START

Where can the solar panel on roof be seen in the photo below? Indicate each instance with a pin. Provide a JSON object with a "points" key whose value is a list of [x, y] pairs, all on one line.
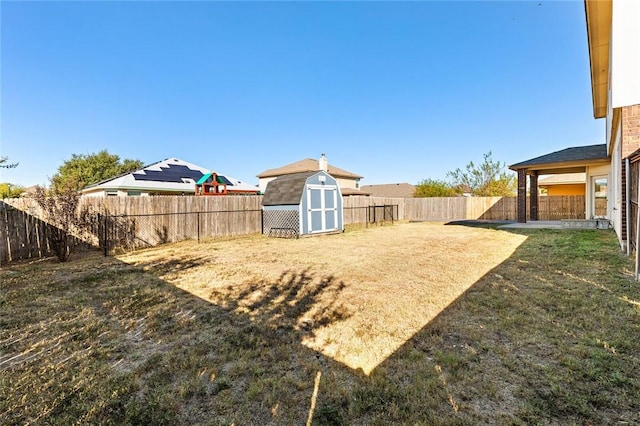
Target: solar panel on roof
{"points": [[172, 173], [222, 179]]}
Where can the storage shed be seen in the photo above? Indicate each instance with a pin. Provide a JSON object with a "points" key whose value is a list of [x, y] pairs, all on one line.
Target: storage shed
{"points": [[306, 203]]}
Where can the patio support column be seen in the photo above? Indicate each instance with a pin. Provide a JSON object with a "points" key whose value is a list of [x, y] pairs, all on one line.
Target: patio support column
{"points": [[522, 196], [533, 196]]}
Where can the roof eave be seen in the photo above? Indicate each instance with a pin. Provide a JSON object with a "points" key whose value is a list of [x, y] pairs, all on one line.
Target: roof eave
{"points": [[562, 166], [598, 17]]}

END

AIM OF THE EXERCISE: Reproduce the records from the line with "Where can the storage" through the end of the records, adding 3 to every point coordinate in the answers and leaving all other lines as they are.

COMPLETED TASK:
Where can the storage shed be seen in the photo above? Indicate each instance with a pin. Provide a JSON object with a "points" key whose value is a list of [x, y] pairs, all on one line.
Target: storage shed
{"points": [[309, 206]]}
Where can the patio support column be seen in the photo above? Indicate each instance with a pin. Provide a JSON object with a "points" key whose value is a list of [x, y] pairs, all on one line.
Target: patio support column
{"points": [[525, 199], [536, 199]]}
Where can the roof eave be seen in the photo above? Indicate each instance with a pin. Provide a JSON object with a "points" key whose value is a list of [x, y] pairs, all on one line.
Target: roof eave
{"points": [[565, 169], [601, 20]]}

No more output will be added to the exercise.